Listed entries ▸

··········

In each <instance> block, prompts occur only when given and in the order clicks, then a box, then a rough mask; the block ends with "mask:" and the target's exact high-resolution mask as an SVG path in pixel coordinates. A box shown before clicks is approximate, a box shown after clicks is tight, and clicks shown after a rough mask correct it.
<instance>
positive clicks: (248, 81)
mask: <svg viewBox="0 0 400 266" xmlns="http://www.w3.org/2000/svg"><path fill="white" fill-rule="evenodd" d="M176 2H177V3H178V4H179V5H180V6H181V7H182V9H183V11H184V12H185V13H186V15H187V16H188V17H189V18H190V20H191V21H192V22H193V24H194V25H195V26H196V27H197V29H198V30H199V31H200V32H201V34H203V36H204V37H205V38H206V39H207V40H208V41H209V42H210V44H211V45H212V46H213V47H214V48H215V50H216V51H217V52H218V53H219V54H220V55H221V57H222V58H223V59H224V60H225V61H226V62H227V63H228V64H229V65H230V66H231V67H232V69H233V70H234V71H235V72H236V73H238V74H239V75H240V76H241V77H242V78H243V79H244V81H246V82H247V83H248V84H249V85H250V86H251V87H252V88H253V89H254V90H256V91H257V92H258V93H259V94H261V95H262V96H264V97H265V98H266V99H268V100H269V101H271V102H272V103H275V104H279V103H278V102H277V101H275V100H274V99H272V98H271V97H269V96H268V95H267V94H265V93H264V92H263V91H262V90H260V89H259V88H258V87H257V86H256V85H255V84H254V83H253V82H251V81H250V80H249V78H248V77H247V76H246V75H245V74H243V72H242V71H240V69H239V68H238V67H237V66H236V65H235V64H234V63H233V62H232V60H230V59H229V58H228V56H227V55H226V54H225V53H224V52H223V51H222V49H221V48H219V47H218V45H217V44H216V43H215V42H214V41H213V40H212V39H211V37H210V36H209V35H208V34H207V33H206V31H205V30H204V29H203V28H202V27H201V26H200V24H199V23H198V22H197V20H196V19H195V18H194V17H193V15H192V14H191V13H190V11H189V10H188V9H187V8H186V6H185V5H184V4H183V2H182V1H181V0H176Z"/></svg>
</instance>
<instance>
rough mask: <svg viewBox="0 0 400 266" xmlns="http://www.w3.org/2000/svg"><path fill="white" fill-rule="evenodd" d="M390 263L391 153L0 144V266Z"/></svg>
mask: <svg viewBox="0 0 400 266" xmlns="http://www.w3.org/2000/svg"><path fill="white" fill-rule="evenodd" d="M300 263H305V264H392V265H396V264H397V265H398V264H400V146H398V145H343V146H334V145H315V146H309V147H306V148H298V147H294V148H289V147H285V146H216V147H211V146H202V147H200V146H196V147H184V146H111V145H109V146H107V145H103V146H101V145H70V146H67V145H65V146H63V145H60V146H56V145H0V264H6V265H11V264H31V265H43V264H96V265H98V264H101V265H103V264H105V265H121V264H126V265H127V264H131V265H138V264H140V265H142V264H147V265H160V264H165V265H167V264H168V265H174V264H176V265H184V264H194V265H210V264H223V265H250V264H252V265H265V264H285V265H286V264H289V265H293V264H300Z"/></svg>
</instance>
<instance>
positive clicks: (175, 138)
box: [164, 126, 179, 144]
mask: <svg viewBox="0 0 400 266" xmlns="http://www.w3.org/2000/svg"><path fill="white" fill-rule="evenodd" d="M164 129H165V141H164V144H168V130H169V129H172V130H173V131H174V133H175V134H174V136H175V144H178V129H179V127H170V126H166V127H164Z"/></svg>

··········

Assignment ▸ Can you turn the records, starting at their first line and stopping after the line that contains "positive clicks: (248, 81)", into a JSON list of strings, one string per line, with blank lines left out?

Response to this task ▸
[
  "In each <instance> block, prompts occur only when given and in the order clicks, then a box, then a rough mask; the block ends with \"mask:\" and the target's exact high-resolution mask as an SVG path in pixel coordinates. A box shown before clicks is approximate, a box shown after clicks is tight, and clicks shown after a rough mask correct it.",
  "<instance>",
  "positive clicks: (248, 81)"
]